╭─ Source extract

Date of Report (Date of earliest event reported): July 27, 2010

BIOFIELD CORP.
(Exact name of registrant as specified in its charter)
 
 
Delaware
000-27848
13-3703450
(State or other jurisdiction 
 of incorporation)    
Commission
File Number)
(IRS Employer
Identification No.)
 
175 Strafford Avenue, Wayne, PA 19087
 (Address of principal executive offices and Zip Code)

Registrant's telephone number, including area code: (215) 972-1717

Copies to:
Stephen M. Fleming, Esq.
Law Offices of Stephen M. Fleming PLLC
49 Front Street, Suite #206
Rockville Centre, New York 11570
Phone: (516) 833-5034
Fax: (516) 977-1209

Check the appropriate box below if the Form 8-K filing is intended to simultaneously satisfy the filing obligation of the registrant under any of the following provisions (see General Instruction A.2. below):

o Written communications pursuant to Rule 425 under the Securities Act (17 CFR 230.425)
o Soliciting material pursuant to Rule 14a-12 under the Exchange Act (17 CFR 240.14a-12)
o Pre-commencement communications pursuant to Rule 14d-2(b) under the Exchange Act (17 CFR 240.14d-2(b))
o Pre-commencement communications pursuant to Rule 13e-4(c) under the Exchange Act (17 CFR 240.13e-4(c))

 
 

 

Item 1.01                      Entry into a Material Definitive Agreement

On July 27, 2010, Biofield Corp. (the “Company”) entered into an exclusive agreement for license and transfer of intellectual property (the “IP Agreement”) with Dr. Mark L. Faupel, Ph. D. (“Dr. Faupel”).  The IP Agreement states that the Company shall pay $5,000,000 in incremental sums over the course of five years to Dr. Faupel for the exclusive rights in and to technology relating to electrical methods, apparatuses, and devices for the in vivo and in vitro screening and diagnosis of disease states (the “Licensed Technologies”).  The IP Agreement provides that the Company shall pay to Faupel $180,000 by July 30, 2011; $180,000 on or before July 30, 2012, $240,000 on or before July 30, 2013; $2,000,000 on or before July 30, 2014; $2,400,000 on or before July 30, 2015.  Upon the complete payment of the $5,000,000 by the Company to Faupel, Faupel shall take all steps necessary to transfer and assign title of the Licensed Technologies and all information relating to the development of the Licensed Technologies.

╰─

#### Tasks:
1) What payments does the Biofield 8-K excerpt require under the IP Agreement? Give each amount with its due date.
2) In the Biofield 8-K excerpt, who is the other party to the IP Agreement with the Company?
3) Does the Biofield 8-K excerpt support each statement below? Answer yes or no, and quote the words that decide it.
(a) The Company's principal executive offices are in Wayne, Pennsylvania.
(b) The first $180,000 payment is due by July 30, 2010.
(c) Title to the Licensed Technologies transfers only after the full $5,000,000 has been paid.

╭─ Listed records

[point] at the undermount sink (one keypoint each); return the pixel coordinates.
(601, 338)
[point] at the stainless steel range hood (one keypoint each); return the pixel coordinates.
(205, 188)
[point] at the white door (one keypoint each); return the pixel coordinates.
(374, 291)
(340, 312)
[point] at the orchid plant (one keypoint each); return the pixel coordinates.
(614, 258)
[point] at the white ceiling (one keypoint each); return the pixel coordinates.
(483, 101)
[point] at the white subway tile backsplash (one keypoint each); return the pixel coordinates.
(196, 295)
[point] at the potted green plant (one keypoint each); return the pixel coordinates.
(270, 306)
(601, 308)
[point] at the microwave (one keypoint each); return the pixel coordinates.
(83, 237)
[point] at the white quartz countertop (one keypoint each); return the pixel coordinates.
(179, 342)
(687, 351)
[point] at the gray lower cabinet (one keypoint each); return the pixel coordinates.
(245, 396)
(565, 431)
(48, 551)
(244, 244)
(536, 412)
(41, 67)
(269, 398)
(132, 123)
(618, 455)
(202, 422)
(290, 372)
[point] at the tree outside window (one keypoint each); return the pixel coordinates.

╰─

#### Activity answers:
1)
- $180,000 by July 30, 2011
- $180,000 on or before July 30, 2012
- $240,000 on or before July 30, 2013
- $2,000,000 on or before July 30, 2014
- $2,400,000 on or before July 30, 2015

2) Dr. Mark L. Faupel, Ph. D.

3)
(a) Yes: "175 Strafford Avenue, Wayne, PA 19087"
(b) No: "$180,000 by July 30, 2011"
(c) Yes: "Upon the complete payment of the $5,000,000 by the Company to Faupel, Faupel shall take all steps necessary to transfer and assign title of the Licensed Technologies"